◆ What you are asked to do: Collect every line of the items below that contains the string "with", matching case exactly.

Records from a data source
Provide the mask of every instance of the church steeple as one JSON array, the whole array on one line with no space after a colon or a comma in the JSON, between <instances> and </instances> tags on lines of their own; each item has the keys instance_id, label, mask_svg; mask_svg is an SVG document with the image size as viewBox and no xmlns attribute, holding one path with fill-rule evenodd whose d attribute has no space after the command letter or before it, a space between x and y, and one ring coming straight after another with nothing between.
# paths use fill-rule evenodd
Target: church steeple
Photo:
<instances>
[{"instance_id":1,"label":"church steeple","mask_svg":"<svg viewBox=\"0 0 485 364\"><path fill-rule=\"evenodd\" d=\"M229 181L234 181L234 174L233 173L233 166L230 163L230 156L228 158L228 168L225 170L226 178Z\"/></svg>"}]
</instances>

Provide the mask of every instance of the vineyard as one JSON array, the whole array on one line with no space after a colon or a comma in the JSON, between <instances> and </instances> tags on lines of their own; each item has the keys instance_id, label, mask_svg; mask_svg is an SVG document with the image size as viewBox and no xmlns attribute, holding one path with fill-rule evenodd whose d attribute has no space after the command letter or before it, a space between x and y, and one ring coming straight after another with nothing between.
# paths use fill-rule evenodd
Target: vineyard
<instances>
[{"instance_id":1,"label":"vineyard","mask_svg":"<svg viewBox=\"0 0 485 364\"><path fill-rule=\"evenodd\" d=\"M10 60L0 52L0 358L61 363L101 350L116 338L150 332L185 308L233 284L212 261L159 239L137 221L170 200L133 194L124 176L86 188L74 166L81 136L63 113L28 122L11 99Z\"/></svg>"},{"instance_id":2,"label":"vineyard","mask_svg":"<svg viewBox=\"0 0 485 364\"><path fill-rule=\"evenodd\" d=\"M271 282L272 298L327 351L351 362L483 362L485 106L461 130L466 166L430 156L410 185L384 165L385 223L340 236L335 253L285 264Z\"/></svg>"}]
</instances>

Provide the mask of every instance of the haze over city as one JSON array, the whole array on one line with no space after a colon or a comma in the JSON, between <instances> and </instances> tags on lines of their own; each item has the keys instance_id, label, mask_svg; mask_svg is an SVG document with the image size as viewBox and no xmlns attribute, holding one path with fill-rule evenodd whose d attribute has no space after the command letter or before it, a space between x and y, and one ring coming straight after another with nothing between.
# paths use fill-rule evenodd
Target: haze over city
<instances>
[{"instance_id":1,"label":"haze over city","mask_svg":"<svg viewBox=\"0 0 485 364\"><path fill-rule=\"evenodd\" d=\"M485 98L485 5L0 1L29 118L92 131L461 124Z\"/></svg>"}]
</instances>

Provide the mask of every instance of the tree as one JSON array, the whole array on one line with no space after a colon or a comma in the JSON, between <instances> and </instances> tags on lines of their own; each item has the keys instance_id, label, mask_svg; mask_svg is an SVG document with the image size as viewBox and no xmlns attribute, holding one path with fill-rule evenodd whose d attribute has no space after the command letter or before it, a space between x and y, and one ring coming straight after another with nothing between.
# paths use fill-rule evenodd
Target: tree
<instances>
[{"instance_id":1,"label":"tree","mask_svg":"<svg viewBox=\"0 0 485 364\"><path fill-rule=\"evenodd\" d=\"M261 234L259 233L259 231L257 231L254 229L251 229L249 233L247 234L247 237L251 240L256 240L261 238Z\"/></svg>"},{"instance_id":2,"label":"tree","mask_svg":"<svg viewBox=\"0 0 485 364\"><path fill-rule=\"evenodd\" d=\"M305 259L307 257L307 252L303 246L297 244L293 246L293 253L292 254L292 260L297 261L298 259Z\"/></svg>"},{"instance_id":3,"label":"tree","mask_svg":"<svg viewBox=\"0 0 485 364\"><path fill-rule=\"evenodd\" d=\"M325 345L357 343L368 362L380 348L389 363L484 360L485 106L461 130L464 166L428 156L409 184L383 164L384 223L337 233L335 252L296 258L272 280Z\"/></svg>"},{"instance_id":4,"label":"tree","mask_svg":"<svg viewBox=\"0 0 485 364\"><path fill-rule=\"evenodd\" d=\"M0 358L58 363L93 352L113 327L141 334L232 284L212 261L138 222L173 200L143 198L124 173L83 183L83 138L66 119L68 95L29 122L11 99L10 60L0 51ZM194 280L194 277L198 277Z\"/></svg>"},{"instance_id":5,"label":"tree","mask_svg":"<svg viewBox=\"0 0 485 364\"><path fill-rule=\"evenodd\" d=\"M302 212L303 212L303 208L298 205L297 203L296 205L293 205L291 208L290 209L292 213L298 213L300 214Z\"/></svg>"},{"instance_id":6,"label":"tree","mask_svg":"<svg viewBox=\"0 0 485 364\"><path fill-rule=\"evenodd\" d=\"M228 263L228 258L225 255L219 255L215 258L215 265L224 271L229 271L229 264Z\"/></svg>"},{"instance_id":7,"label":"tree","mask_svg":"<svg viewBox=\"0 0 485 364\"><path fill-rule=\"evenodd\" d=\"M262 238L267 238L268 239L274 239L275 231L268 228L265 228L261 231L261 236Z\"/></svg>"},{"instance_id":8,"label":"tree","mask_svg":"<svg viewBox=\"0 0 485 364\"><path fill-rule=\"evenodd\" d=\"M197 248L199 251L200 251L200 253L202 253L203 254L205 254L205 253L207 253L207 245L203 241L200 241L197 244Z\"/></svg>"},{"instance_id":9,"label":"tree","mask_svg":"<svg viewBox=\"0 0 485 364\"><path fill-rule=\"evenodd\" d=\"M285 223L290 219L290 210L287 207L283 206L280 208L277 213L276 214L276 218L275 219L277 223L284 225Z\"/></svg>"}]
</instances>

◆ Task solution:
Provide the mask of every instance of the church steeple as one JSON array, the whole array on one line with no space after a colon or a comma in the JSON, between <instances> and </instances> tags on lines of their own; each item has the keys instance_id, label, mask_svg; mask_svg is an SVG document with the image size as viewBox and no xmlns attribute, holding one path with fill-rule evenodd whose d attribute has no space after the command letter or before it, a space between x and y, and one ring coming straight after another with nothing between.
Provide the mask of every instance of the vineyard as one JSON array, the whole array on one line with no space after a colon or a comma in the JSON, between <instances> and </instances> tags on lines of their own; each item has the keys instance_id, label, mask_svg; mask_svg is an SVG document with the image size as viewBox and no xmlns attribute, holding one path with fill-rule evenodd whose d attribute has no space after the command letter or before it, a space between x and y, and one ring coming straight after another with nothing between.
Provide the mask of every instance of the haze over city as one JSON array, the whole array on one line with no space after a colon or a comma in the JSON, between <instances> and </instances> tags on lines of their own; each item has the keys instance_id, label, mask_svg; mask_svg is an SVG document with the image size as viewBox and no xmlns attribute, holding one path with fill-rule evenodd whose d attribute has no space after the command letter or before it, a space between x and y, and one ring coming straight after another with nothing between.
Provide the mask of every instance of the tree as one JSON array, the whole array on one line with no space after a colon or a comma in the JSON, between <instances> and </instances> tags on lines of their own; each item has the keys instance_id, label, mask_svg; mask_svg is an SVG document with the image size as viewBox and no xmlns attribute, holding one path with fill-rule evenodd whose d attribute has no space after the command letter or before it, a space between x and y, and one ring coming straight after another with nothing between.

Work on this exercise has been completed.